Reproduce the full listing below unchanged, apart from the pictures.

■ ■ ■

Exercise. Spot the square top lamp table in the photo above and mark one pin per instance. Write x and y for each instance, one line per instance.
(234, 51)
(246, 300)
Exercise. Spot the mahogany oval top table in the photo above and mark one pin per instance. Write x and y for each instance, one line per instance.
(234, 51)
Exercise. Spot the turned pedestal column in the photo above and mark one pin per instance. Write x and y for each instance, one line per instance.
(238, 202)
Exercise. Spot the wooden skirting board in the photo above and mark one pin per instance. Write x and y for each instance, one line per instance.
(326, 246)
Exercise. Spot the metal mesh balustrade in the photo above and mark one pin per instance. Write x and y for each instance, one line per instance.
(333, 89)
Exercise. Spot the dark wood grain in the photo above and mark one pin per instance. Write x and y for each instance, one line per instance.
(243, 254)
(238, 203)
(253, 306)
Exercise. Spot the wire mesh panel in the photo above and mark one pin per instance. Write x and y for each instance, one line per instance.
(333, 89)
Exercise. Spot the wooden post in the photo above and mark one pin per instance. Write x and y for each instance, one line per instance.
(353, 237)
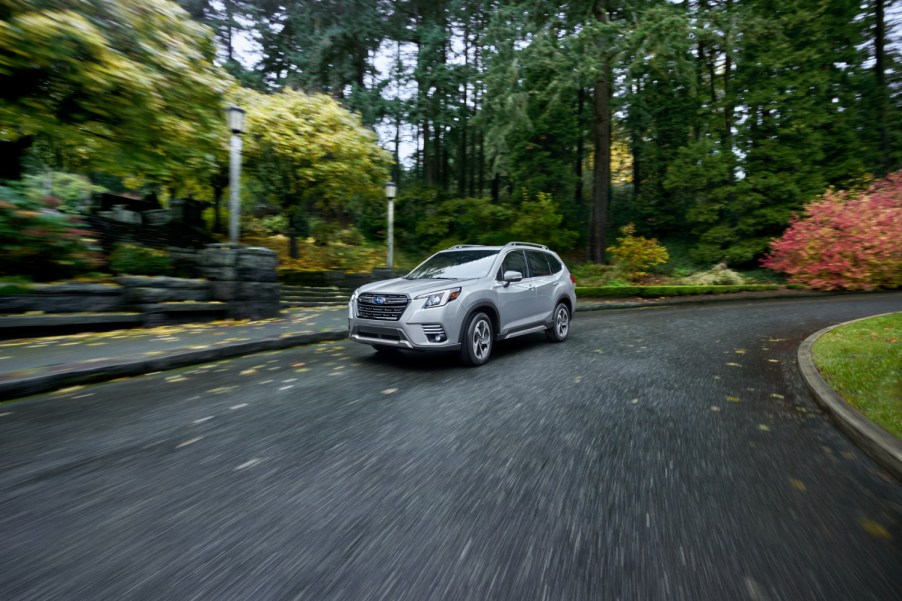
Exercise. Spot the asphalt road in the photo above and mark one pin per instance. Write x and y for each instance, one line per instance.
(663, 453)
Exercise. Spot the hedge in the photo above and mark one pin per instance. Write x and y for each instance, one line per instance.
(656, 291)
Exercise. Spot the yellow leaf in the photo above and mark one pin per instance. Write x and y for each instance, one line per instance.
(875, 529)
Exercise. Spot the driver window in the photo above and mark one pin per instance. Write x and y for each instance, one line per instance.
(538, 264)
(514, 261)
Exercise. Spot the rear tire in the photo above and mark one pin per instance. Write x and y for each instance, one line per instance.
(560, 324)
(476, 345)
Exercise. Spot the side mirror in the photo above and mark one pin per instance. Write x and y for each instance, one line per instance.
(512, 276)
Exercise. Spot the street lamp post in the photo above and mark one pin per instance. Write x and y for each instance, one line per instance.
(236, 124)
(391, 190)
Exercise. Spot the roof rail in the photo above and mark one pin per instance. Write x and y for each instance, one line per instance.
(530, 244)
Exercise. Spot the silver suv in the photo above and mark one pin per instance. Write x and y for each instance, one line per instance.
(465, 298)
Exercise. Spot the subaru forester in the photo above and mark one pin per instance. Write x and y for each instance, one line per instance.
(465, 298)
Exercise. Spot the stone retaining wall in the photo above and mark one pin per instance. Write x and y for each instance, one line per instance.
(241, 283)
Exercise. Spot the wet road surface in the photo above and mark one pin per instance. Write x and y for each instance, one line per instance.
(663, 453)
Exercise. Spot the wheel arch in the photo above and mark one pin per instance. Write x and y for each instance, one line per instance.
(484, 307)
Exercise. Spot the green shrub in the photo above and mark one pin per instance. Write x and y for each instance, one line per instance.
(274, 225)
(635, 254)
(132, 259)
(719, 275)
(73, 192)
(595, 274)
(12, 285)
(539, 221)
(656, 291)
(38, 240)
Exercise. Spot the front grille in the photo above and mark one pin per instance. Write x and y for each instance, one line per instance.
(386, 307)
(433, 329)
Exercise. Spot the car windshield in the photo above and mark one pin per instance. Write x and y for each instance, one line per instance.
(455, 265)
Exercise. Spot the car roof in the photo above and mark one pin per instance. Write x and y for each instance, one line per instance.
(496, 247)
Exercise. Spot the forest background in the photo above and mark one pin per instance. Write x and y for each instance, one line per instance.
(706, 123)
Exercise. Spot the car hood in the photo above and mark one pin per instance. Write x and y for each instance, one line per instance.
(412, 287)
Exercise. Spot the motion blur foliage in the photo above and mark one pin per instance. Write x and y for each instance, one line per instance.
(634, 254)
(128, 87)
(719, 275)
(40, 241)
(428, 220)
(845, 241)
(72, 191)
(131, 259)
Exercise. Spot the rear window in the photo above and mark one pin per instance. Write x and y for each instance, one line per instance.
(538, 263)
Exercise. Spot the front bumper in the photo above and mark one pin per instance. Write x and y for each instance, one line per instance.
(419, 329)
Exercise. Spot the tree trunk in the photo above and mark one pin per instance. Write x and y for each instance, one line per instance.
(580, 147)
(293, 244)
(11, 154)
(882, 91)
(601, 137)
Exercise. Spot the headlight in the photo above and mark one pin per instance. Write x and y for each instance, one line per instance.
(440, 298)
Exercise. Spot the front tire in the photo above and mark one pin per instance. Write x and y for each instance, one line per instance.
(560, 326)
(476, 346)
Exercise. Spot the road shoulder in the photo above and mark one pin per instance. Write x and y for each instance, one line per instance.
(883, 447)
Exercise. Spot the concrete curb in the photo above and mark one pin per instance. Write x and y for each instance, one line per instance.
(883, 447)
(94, 372)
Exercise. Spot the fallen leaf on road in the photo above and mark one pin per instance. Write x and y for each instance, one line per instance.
(875, 529)
(68, 390)
(222, 389)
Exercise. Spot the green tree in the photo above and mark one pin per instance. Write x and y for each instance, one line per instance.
(310, 156)
(124, 86)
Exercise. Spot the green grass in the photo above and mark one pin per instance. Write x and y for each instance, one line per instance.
(862, 361)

■ ■ ■

**The reply:**
Exercise. Spot the square top lamp table in the photo above and mark one pin per instance. Write x and y for each instance, one line per instance.
(234, 51)
(246, 300)
Exercise. Spot the mahogany oval top table in the photo above and mark one pin per instance. Write x and y for each instance, one line per instance.
(234, 51)
Exercise. Spot the turned pedestal column in the photo above and mark one pin per instance. Write x and y for each instance, one line per instance.
(238, 202)
Exercise. Spot the wooden skirting board in the photo above and mark one pin per instance. Write x and y for each instance, one line per instance.
(326, 246)
Exercise. Spot the metal mesh balustrade in the photo above and mark one pin per instance. Write x and y for each instance, one line per instance.
(333, 89)
Exercise. Spot the dark wood grain in the photo above and mark one pin per instance. Write x and y for each instance, one line per instance.
(243, 254)
(238, 203)
(253, 306)
Exercise. Spot the wire mesh panel in the photo above and mark one pin per instance. Write x and y for each instance, one line per instance.
(333, 89)
Exercise. Spot the wooden post in the photo above and mark one pin per instance. Write x and y for each instance, one line per instance.
(353, 237)
Exercise. Spot the asphalt road in the photo above and mark one pin per instance. Write x and y for each instance, one line per instance.
(663, 453)
Exercise. Spot the hedge in the photo above and mark one pin per instance. Write x and y for each instance, one line per instance.
(656, 291)
Exercise. Spot the yellow leaf in the photo above and mark one pin per instance. Write x and y for each instance, one line per instance.
(875, 529)
Exercise. Spot the driver window in the photo above and mark one pin per instance. Write x and y for each instance, one line per instance.
(538, 264)
(514, 261)
Exercise. Spot the rear tire in the photo above and mark one pin per instance. Write x and y for each instance, one line per instance.
(560, 324)
(476, 345)
Exercise. Spot the side mirror in the photo above and mark one pin per instance. Write x and y for each instance, one line per instance.
(512, 276)
Exercise. Spot the street lamp post in the photo above and mark one pin per instance. Write x and y for each instance, one line per instance.
(236, 124)
(391, 190)
Exercise. Spot the roof rail in the photo above and mark one pin per instance. Write x and y for each instance, one line per instance.
(530, 244)
Exercise. Spot the silver suv in the photo above and mark one pin per instance. Write x and y for each instance, one line per instance.
(465, 298)
Exercise. Spot the subaru forester in the photo above and mark one pin per instance. Write x and y for each instance, one line per instance.
(465, 298)
Exercise. Spot the stone retaining wall in the photo above and mark one pin per instance. Write x and y for each instance, one line per instance.
(241, 283)
Exercise. Spot the wet road surface in the photo above and mark one pin per instance. Write x and y for each instance, one line per instance.
(663, 453)
Exercise. Spot the wheel arch in the photo above and mark one pin per instance. Write x and y for each instance, one line per instance.
(484, 307)
Exercise. Spot the green shrub in the photo above and mark one pin per instance. Write x and y for each instance, one line per instance.
(274, 225)
(635, 254)
(132, 259)
(719, 275)
(73, 192)
(595, 274)
(12, 285)
(539, 221)
(656, 291)
(38, 240)
Exercise. Spot the front grille in the photo above and mark one pin per instance. Write x and y for each instance, one line per instance.
(386, 307)
(433, 329)
Exercise. Spot the car windshield in the photo above and mark one pin per instance. Write x and y for each instance, one line per instance.
(455, 265)
Exercise. Spot the car roof in the photo above and mark one pin per instance. Write x and y for each instance, one line per instance.
(496, 247)
Exercise. Spot the forest background in the photo above and mark one pin per instance. Write x and y for each instance, one line per instance.
(706, 123)
Exercise. Spot the car hood in the photo above and mark one pin per instance. Write x and y for each instance, one line per instance.
(412, 287)
Exercise. Spot the motion blur foliage in the photo above and mark one pin per instance. Write x and y for each instance, one line per instance.
(634, 254)
(128, 87)
(719, 275)
(40, 241)
(428, 220)
(845, 241)
(72, 191)
(131, 259)
Exercise. Spot the rear window in the photo above and mark one pin per instance. Write x and y for each instance, one line per instance.
(538, 263)
Exercise. Spot the front bumper in the photo above and mark one pin per instance. Write x and y for each instance, one line per instance.
(419, 329)
Exercise. Spot the tree trunk in the photo above and mark one pin per instance. Write x and y for each instance, one line per instance.
(580, 147)
(293, 244)
(11, 154)
(882, 91)
(601, 137)
Exercise. Spot the headlight in the photo above and mark one pin per instance. Write x and y for each instance, one line per instance.
(440, 298)
Exercise. Spot the front tire in the photo above and mark one pin per instance. Write x and y for each instance, one line per instance.
(560, 326)
(476, 346)
Exercise. Spot the road shoulder in the photo above and mark one pin per instance. Write x and y for each instance, one line per instance.
(883, 447)
Exercise. Spot the concrete curb in the photo above and mark one pin per instance. Write x and y for each instance, one line per instance.
(883, 447)
(94, 372)
Exercise. Spot the fallen leaf on road in the photo above and mark one pin per instance. Write x and y for each instance, one line per instance.
(875, 529)
(68, 390)
(222, 389)
Exercise. Spot the green tree in the photo above and mark one pin per instance. Write x and y for each instance, one line per instance.
(310, 156)
(124, 86)
Exercise. Spot the green grass in the photo above and mark one pin per instance. Write x and y for each instance, one line per instance.
(862, 361)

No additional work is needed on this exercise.